__AUFGABENZIEL__:
Übersetze den folgenden Satz aus dem Text über Orbáns Antworten auf die Fragen der Journalisten ins Englische: „Ich denke hierbei an das Gas oder gerade an die Atomenergie.“

__EXTRAHIERTER TEXT__:
------------------------------------------------------------
Viktor Orbáns Antworten auf die Fragen der Journalisten
1 Februar 2022, Moskau (Москва)

Csaba Joó (M1 Nachrichten): Ich frage beide Herren Präsidenten, wie sehr ist es dank der jetzigen Verhandlungen gelungen, die Versorgungssicherheit Ungarns zu verbessern? Ich denke hierbei an das Gas oder gerade an die Atomenergie.

Antwort von Herrn Präsidenten Wladimir Wladimirowitsch Putin.
------------------------------------------------------------
__BEREITGESTELLTE EINTRÄGE__:
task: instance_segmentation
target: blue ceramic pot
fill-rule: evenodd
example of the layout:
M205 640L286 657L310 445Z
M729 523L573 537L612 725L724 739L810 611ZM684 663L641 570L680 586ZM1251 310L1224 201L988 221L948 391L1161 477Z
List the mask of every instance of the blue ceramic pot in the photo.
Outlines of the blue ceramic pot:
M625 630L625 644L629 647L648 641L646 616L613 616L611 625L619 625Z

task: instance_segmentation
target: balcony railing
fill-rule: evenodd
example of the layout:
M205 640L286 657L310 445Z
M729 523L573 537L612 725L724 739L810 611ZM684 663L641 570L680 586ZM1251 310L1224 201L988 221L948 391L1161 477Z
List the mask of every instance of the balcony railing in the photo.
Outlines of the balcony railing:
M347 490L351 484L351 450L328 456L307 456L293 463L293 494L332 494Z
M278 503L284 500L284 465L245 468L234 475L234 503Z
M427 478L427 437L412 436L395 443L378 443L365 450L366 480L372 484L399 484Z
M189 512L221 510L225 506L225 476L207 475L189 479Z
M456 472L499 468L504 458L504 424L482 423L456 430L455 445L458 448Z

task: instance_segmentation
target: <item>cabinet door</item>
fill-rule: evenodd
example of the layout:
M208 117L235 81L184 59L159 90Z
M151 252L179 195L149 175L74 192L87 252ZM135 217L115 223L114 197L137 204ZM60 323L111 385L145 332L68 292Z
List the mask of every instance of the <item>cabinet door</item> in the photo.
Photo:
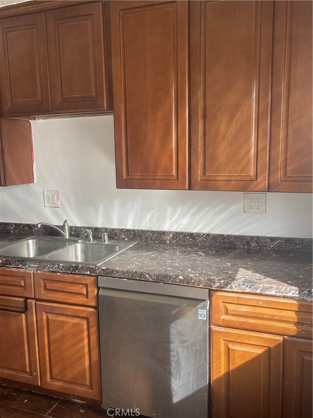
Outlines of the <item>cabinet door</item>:
M286 337L284 358L283 418L309 418L312 410L312 341Z
M117 186L187 189L187 2L111 8Z
M29 121L1 118L2 186L34 182L31 127Z
M101 2L47 12L53 113L108 109Z
M312 191L312 2L276 1L269 190Z
M43 13L0 20L0 85L4 116L50 112Z
M100 399L97 311L36 302L42 386Z
M40 383L34 300L0 296L0 377Z
M212 418L281 417L283 337L212 329Z
M266 190L272 2L191 2L191 188Z

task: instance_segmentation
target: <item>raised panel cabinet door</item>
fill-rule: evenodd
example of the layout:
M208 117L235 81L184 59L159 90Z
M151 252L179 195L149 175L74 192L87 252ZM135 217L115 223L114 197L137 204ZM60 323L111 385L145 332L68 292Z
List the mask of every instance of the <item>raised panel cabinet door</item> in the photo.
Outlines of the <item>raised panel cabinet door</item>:
M191 189L266 191L272 2L190 11Z
M269 190L312 192L312 2L275 2Z
M101 399L97 311L36 302L42 386Z
M112 2L119 188L188 188L188 3Z
M32 136L30 122L0 119L0 146L3 163L3 186L34 182Z
M283 418L309 418L313 416L313 366L312 341L286 337Z
M109 109L102 2L46 13L53 113Z
M281 417L284 338L211 328L212 418Z
M33 300L0 296L0 377L40 384Z
M0 295L34 297L33 272L0 268Z
M50 112L45 14L0 20L0 85L4 116Z

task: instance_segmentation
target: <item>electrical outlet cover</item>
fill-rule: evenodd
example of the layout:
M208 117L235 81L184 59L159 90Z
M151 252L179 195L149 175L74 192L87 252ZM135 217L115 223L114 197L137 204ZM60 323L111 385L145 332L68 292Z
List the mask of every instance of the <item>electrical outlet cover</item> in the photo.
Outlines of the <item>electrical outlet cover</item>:
M266 213L266 193L244 193L244 213Z
M58 190L44 190L45 206L47 208L60 207L60 195Z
------------------------------------------------------------
__ANTWORTFELD__:
I am thinking here of gas, or particularly of nuclear energy.